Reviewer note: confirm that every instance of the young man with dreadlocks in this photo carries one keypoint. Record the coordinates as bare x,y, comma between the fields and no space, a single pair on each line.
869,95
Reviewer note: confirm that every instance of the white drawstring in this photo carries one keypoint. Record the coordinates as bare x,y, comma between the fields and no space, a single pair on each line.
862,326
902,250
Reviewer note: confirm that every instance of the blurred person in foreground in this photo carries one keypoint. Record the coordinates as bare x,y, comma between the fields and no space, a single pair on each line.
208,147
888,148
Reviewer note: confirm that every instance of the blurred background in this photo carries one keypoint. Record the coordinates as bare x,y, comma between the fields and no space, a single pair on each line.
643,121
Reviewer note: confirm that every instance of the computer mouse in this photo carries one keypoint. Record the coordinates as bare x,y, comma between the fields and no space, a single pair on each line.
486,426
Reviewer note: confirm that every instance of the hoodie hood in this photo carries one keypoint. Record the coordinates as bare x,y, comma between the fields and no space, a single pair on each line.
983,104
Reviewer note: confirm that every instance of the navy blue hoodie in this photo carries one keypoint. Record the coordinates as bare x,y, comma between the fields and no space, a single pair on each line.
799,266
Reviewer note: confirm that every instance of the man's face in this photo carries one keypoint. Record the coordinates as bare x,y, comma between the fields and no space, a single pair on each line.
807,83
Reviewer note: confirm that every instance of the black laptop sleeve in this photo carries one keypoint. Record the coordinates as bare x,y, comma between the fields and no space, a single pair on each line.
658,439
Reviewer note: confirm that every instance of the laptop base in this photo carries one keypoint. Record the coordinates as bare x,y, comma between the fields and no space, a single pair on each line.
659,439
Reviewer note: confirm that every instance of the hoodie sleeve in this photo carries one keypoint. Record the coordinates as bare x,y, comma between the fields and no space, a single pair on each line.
■ ■ ■
• **BRIEF**:
Exactly as written above, please repeat the entries.

• **FINISHED ANSWER**:
Reviewer note: confirm that every instance of the young man with dreadlocks in this photo carries one keypoint. Record the coordinates as bare x,y, comma between the fields and no space, a single pair on each line.
869,95
Reviewer note: confirm that every instance of the white drawstring in this photo carries one keypoint. Record the coordinates as bare x,y, comma between the fields and no space, a single pair on each line.
862,326
902,250
Reviewer note: confirm that every instance of the blurred person in foreground in this photo carries one keypoint. Record the coordinates as bare x,y, comma between the fields and no space, a single pair on each line.
208,147
888,148
Reviewer note: confirm that every instance of the blurred background in this photo carries one keypoint. Record the coordinates as bare x,y, comma between the fields and no space, a single pair on each line.
643,121
Reviewer note: confirm that every instance of the computer mouse in this photo carries one keypoint. Record the coordinates as bare x,y, comma between the fields and no space, a single pair on each line.
486,426
Reviewer note: confirm that every instance of the hoodie hood in this photo carries one keypoint. Record the coordinates as bare x,y, comma between the fields and no space, a single pair on each line.
983,104
Reviewer note: confirm that every instance of the navy blue hoodie in this photo carries one keypoint. Record the coordinates as bare x,y, comma between the fields and no space, a single pair on each line.
799,266
Reviewer note: confirm that every instance of the man's face in this photo carries one keypoint. Record the coordinates as bare x,y, comma between the fields and no space, a single pair on each line.
807,83
Reviewer note: confirm that every instance of the black laptop sleeve in this photo carries one keypoint. Record the coordinates as bare x,y, comma between the fields and no space, a single pair on each line.
658,439
Reviewer note: confirm that every instance of the laptop base in this photo carries one keypoint. Record the coordinates as bare x,y, comma between the fields and no space, a single pair on each line.
659,439
Reviewer note: confirm that every instance of the hoodie sleeve in this photo carries one keypoint. Record the coordinates as bare x,y, comma between the fields and no space, a single pair on each line.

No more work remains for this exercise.